### Text block
-- Opening Marker --

The guys-good, men-bad bit is a little funny, maybe? Not earth-shattering. It taps into something in the culture, though. Specifically, to the loophole according to which you’re permitted to be a ban-men feminist and have a male partner, so long as you tell anyone who’ll listen that you’ve found one of the good ones. Where this is meant to leave the women married to less-good ones (are they victims or just bad feminists?) I’m never clear.

***

Human Magic has its moments, in the Baby Cobra mould. Glazer describes a medical exam she had before giving birth as being “fingered” and in a positive sense—something I think I might find unnerving to hear if I were the doctor who’d performed the exam, but it’s a comedy special, maybe this never happened! She recalls the expletives she uttered when in awe of the miracle of having just had her baby. She confesses—in a scandalous tone—that she enjoys performing oral sex. Is the audience meant to be scandalized because sex, or because the sex-haver is a mom, or is it that third thing: that it’s yeah kinda shameful to be into sex with men, if you’re a queer feminist?

-- Closing Marker --

### Excerpted data

-- Opening Marker --

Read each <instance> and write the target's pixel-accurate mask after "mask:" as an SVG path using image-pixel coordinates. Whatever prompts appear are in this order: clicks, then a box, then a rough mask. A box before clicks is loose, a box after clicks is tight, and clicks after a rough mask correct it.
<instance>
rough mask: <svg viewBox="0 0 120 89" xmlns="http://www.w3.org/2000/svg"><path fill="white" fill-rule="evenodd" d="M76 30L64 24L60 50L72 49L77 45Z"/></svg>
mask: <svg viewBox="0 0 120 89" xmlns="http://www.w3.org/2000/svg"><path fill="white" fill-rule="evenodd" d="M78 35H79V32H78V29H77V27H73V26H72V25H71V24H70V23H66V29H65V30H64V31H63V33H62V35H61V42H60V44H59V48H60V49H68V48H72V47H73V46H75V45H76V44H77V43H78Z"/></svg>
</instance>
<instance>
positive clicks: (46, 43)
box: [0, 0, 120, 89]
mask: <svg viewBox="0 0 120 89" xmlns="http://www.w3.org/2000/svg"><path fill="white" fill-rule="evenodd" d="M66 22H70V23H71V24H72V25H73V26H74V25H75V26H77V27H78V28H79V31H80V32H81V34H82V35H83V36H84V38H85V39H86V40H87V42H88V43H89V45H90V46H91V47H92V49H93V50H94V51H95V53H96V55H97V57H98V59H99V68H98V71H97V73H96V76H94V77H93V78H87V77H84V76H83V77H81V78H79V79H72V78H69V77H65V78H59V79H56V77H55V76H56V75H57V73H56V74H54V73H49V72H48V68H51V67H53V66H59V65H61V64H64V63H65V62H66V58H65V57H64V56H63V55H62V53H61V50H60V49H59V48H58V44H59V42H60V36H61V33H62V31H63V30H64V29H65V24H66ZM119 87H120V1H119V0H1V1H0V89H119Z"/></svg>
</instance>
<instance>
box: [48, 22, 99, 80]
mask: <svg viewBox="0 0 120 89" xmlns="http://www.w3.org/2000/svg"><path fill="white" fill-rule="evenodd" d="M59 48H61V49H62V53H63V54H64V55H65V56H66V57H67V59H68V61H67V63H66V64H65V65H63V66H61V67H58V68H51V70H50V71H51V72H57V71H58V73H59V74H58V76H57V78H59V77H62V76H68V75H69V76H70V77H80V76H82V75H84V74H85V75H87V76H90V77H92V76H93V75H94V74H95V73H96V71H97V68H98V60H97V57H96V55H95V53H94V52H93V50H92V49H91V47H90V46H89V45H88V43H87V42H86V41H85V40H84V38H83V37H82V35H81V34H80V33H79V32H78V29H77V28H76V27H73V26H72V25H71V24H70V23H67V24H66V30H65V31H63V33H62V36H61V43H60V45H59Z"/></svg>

-- Closing Marker --

### Try it
Extend the review of Glazer's comedy special Human Magic, picking up after its final sentence.

### Result of the task
Loving your husband, enjoying sex with him, liking that he can carry heavy items (“I’ll tell you one thing daddies can do: carry shit”) not liking that he can’t be bothered to order his own T-shirts, loving your baby, worrying about your baby eating solids and how that’s going, enjoying cleaning your house (this is, Glazer explains, her Shabbat ritual), these are all things that put Glazer in community with the wide world of basic straight ladies. (I detest cleaning my house, which puts me where on the gender spectrum?) She presents her preferences for ordinary things as shocking revelations—the subtext being, can you believe someone like ME is into this stuff?

The more I think of it, the stranger it all seems. Annoying, but also kind of brilliant? There’s a part about how the first time she had fully unprotected intercourse was when trying for a baby. She describes this entirely banal fact of how one plans a pregnancy in extremely funny terms that sound both erotic and sordid.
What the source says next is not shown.